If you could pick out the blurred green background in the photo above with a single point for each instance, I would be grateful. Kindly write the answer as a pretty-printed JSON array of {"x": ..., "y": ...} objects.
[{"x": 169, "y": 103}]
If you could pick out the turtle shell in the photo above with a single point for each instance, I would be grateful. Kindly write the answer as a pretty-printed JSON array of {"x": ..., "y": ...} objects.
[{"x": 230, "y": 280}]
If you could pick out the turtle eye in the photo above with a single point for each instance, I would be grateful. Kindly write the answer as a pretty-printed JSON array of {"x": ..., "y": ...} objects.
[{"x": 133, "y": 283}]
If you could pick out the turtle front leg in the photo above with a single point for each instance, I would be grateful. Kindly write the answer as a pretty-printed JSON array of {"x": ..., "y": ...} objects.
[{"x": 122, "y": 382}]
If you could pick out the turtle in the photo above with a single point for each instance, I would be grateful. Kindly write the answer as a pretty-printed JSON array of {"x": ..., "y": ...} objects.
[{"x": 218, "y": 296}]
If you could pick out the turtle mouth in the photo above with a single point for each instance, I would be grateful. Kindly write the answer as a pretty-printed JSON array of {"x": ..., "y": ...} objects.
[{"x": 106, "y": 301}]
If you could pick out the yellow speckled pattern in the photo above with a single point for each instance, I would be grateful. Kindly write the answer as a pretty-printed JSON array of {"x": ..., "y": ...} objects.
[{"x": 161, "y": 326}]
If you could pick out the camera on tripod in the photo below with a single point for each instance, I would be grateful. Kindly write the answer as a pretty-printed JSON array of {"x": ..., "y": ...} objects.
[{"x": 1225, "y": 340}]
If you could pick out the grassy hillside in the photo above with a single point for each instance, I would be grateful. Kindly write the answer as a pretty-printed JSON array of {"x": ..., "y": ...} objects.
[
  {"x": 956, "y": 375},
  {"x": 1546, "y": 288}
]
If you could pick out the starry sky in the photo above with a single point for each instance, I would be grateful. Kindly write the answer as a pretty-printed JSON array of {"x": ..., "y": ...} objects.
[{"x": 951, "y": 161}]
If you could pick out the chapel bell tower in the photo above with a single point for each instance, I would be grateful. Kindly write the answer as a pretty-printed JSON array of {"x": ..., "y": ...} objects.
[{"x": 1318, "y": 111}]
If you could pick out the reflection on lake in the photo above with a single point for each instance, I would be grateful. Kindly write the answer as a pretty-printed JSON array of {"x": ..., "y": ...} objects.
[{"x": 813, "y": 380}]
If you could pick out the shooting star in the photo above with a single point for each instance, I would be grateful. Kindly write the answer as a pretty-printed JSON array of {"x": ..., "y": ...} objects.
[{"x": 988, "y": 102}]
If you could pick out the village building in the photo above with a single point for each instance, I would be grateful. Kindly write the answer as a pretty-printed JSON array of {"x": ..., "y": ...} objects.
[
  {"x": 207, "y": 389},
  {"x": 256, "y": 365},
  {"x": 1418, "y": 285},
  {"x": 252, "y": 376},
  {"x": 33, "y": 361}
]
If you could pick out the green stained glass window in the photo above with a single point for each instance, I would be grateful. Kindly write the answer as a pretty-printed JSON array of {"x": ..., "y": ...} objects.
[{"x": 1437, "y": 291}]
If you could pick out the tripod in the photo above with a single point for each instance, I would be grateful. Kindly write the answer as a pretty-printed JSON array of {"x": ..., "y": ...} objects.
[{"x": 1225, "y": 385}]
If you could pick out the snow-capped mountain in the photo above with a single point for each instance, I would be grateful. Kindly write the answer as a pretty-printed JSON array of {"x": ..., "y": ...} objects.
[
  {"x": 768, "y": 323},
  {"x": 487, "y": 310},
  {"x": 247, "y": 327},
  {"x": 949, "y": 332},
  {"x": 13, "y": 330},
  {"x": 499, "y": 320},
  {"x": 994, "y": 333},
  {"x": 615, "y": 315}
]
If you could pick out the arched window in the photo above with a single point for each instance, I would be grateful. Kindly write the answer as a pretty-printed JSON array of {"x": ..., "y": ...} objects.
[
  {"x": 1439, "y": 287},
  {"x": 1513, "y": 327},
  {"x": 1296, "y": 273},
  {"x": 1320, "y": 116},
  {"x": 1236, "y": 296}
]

+++

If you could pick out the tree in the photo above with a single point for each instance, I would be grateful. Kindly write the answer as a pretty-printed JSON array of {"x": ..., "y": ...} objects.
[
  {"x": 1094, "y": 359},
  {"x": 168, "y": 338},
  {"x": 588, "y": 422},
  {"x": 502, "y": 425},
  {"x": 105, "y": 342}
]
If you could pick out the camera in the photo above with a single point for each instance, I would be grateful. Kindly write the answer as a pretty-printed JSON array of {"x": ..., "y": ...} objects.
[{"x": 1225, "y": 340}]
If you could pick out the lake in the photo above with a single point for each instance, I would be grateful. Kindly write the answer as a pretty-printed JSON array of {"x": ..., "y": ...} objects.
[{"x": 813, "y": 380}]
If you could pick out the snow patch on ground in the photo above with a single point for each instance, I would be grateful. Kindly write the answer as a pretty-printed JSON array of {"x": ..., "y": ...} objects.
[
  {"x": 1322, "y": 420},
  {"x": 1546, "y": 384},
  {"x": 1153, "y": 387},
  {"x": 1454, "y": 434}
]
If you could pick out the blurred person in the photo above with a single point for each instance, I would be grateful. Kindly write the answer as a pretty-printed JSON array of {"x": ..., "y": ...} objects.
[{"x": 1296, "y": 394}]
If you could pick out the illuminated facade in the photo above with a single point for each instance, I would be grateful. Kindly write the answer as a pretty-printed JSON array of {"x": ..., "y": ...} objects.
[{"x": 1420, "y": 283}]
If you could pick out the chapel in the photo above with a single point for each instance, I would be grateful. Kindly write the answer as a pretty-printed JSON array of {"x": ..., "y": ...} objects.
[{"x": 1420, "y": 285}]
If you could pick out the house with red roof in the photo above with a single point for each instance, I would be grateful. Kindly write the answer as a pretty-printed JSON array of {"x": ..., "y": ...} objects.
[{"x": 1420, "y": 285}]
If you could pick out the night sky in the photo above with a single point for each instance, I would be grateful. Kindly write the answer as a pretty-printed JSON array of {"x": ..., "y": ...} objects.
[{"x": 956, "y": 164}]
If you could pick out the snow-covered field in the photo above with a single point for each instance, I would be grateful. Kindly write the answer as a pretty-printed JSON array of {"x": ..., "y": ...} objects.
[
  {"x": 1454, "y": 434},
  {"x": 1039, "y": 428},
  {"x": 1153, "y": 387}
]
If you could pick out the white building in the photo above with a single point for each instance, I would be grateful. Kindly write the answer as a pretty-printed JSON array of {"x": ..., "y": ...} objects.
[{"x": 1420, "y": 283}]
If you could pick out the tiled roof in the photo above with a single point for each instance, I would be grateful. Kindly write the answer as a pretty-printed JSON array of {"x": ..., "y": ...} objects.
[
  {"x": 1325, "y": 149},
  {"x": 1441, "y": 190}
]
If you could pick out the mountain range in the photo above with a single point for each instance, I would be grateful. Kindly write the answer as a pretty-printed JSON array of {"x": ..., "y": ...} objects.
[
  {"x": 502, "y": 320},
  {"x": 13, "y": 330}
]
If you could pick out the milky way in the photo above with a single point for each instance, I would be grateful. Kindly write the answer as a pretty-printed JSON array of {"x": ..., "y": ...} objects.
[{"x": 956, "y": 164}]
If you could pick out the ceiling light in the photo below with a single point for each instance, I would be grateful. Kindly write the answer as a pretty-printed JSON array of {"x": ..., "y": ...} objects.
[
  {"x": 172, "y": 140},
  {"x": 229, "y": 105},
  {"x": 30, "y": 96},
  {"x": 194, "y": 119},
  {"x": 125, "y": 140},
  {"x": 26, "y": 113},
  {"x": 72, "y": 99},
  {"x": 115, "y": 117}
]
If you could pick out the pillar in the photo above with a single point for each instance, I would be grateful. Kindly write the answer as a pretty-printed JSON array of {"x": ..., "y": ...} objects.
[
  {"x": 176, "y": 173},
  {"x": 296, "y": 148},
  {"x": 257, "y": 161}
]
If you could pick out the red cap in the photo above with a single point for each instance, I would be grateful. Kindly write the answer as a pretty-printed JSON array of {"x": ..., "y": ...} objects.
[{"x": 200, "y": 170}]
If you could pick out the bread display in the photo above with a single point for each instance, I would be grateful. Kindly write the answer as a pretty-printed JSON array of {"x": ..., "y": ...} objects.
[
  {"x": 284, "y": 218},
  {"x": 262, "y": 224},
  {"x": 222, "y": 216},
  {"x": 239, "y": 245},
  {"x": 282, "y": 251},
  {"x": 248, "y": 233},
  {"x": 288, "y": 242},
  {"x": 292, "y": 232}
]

+++

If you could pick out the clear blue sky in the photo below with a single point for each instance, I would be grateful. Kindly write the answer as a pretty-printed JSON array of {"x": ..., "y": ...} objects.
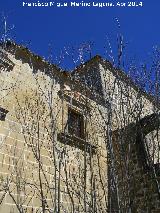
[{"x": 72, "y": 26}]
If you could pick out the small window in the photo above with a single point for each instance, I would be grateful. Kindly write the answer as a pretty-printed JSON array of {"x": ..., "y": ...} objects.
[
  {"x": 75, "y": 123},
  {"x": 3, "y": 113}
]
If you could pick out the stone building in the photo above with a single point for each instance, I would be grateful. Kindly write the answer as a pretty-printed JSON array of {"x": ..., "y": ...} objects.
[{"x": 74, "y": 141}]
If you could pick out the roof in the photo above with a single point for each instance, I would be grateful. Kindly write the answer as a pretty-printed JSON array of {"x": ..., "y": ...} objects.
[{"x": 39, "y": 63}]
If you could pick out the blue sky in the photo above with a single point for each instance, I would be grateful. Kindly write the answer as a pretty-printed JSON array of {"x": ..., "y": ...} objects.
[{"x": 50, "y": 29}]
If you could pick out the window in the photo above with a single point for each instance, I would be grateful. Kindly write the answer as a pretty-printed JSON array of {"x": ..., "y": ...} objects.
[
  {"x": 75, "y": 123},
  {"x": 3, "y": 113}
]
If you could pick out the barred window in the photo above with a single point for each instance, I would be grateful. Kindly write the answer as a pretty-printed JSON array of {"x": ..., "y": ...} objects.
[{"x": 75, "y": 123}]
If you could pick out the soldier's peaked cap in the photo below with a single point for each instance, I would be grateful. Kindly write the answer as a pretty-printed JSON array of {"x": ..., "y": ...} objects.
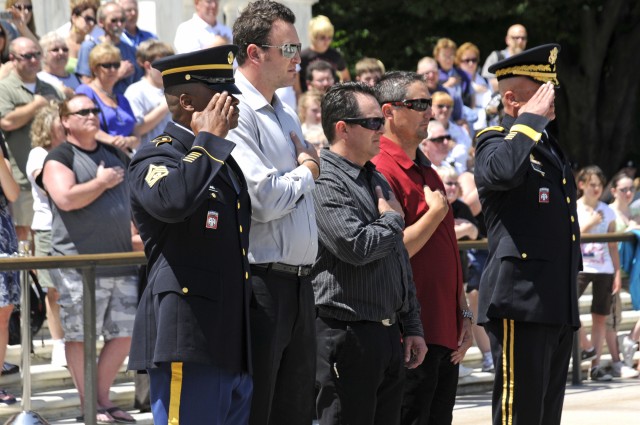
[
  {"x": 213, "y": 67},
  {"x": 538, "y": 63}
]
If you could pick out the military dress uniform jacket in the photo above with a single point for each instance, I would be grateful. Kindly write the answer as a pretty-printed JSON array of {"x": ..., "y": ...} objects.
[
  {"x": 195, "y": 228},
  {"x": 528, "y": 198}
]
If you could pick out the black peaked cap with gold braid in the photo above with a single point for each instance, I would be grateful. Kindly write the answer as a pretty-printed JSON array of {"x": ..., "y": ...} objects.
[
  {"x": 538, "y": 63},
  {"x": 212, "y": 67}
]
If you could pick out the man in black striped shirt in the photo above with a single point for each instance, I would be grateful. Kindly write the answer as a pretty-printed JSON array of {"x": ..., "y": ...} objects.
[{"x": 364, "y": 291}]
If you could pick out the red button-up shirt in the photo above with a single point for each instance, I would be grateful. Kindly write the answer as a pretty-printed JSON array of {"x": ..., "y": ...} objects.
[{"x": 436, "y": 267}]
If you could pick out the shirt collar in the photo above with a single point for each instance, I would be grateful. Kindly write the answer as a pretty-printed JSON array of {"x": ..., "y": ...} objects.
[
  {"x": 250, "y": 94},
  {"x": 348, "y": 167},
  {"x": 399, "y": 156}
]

+++

What you have to do
Pick out every line of the listing above that contains the word "capped" and copy each of those lines in full. The match must respect capitalization.

The output
If you could pick out the snow-capped mountain in the photo above with a single point for each instance, I would be grateful. Kindly write the answer as a pretty-printed JSON array of {"x": ..., "y": ...} objects.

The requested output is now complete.